* _EXERCISE AIM_
Leave the pictures out and restate every line below exactly.

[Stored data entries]

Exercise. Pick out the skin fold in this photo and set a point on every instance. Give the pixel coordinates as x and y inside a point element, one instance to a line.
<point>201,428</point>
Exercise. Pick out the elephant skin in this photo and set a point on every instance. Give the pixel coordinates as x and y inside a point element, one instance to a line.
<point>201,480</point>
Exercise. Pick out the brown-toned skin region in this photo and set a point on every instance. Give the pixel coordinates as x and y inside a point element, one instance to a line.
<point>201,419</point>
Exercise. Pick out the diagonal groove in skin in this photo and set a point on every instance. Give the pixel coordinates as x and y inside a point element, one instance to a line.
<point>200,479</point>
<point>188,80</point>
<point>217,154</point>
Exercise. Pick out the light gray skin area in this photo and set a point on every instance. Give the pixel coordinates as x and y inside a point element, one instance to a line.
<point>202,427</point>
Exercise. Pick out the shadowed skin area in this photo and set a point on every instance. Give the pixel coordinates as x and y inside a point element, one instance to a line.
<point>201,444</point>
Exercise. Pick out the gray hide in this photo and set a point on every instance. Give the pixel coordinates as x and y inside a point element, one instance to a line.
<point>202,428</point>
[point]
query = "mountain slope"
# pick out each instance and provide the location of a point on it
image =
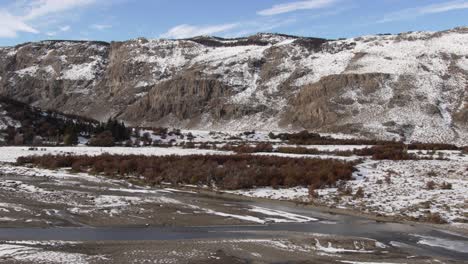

* _RESPONSE BELOW_
Exercise. Pick out the skin fold in this photo and set a point on every instance. Give the pixel coordinates as x and y inside a point element, one instance to a line.
<point>201,428</point>
Exercise. Pick out the elephant skin in this photo and set a point on every instance. Give the pixel coordinates as x and y inside a point element, one instance to a line.
<point>201,480</point>
Exercise. Pick out the brown-toned skin region in this photo and set a point on every instance. Give the pixel coordinates as x and y inside a point element, one instance to a line.
<point>201,419</point>
Exercise. Pick out the diagonal groove in skin in this photo and set a point on every instance. Give the pixel coordinates as x and y inside a point element, one instance to a line.
<point>200,479</point>
<point>188,80</point>
<point>217,154</point>
Exercise. Pick out the light gray skin area in this photo and set a point on every instance. Give the pixel coordinates as x and y inside a point element, one instance to a line.
<point>202,427</point>
Exercise. Pick out the shadowed skin area in this photo and set a point on every instance. Give the pixel coordinates as x and y inside a point element, one instance to a line.
<point>201,444</point>
Exercise. Pick out the gray hide in this photo and set a point on every instance. Give the pixel coordinates as x and y inside a point element, one instance to a line.
<point>202,428</point>
[point]
query = "mountain slope"
# pick out each instance and provide the location of a point on it
image =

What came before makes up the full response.